→ What the exercise asks
Reproduce the following material exactly, including every line.

== Data for processing ==

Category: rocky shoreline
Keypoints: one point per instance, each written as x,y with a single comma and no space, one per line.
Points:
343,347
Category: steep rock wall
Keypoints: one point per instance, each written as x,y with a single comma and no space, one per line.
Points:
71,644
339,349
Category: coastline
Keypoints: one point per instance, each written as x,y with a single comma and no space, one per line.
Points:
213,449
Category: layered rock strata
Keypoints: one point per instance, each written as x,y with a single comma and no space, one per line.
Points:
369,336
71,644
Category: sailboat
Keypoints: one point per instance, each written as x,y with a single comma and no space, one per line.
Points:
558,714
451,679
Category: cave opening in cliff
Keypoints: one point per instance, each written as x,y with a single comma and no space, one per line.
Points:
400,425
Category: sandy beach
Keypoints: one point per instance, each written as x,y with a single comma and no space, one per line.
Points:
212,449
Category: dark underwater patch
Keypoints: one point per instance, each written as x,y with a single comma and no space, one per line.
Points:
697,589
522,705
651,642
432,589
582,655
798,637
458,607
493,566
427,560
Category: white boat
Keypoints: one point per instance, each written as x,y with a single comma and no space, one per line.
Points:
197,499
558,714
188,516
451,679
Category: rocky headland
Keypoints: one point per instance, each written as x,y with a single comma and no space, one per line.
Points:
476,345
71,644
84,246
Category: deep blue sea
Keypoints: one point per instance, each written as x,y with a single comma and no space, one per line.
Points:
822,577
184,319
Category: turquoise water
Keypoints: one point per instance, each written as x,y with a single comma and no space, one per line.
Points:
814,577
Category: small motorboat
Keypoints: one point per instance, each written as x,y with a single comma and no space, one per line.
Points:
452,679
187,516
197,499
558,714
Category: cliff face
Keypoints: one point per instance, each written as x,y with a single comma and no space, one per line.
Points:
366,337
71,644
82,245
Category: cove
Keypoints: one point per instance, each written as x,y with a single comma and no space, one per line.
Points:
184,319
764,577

===

→ Exercise output
Category: rocky shoreline
Keypoints: one point per instance, each written as x,y with a single comma and no space, one per line.
Points:
343,347
Category: steep rock wall
Keypoints: one point per instance, each written as x,y with a single comma and no space, one per line.
Points:
71,644
339,349
Category: coastline
Keypoints: one point per instance, each written as x,y with a single comma and no space, one per line.
Points:
213,449
Category: layered rock strata
Keypoints: one point per instance, each written as x,y with a single comma and no space, one per line.
Points:
369,336
71,644
Category: sailboat
Keypoints: one point per instance, each written as x,y with a single comma and no space, one per line.
Points:
558,714
451,679
Category: cave opening in cliff
Keypoints: one point per instance, each written as x,y with a single comma and no space, one per line.
Points:
400,425
Category: sandy beach
Keypoints: one point per instance, each written as x,y with a single comma and no space, one per line.
Points:
212,449
Category: dark underwater patch
Keypoints: one point per instance, each written as x,y with a single comma and no space, one per line.
Points:
697,589
522,705
651,642
432,589
582,655
798,637
458,607
493,566
427,560
Category: white boat
Keypoints: one point per instance, each written as x,y with a single comma and no space, one per line.
Points:
197,499
558,714
188,516
451,679
Category: rocky headland
Keypoints: one point per instance, each written as x,y with a single comma and no space, one per line.
Points:
476,345
71,644
84,246
Category: deep blue sea
Keypoints: one point per instance, each written as x,y with a single comma and no space, one per line.
Points:
822,577
184,319
Category: turquoise water
Keypoints: one point per instance, each written as x,y with a single comma and no space, one per line.
Points:
814,577
Category: small motorboat
Keypoints: one point per instance, each written as x,y with a single comma and no space, one per line.
Points:
452,679
187,516
197,499
558,714
Category: cliff face
Keypoints: one point per instance, each written as x,y with a single comma and no space, one per line.
Points:
366,337
71,644
82,245
Category: cove
Keypoints: one point per instance, each written as x,y with a single comma and no space, one per line.
Points:
184,319
764,577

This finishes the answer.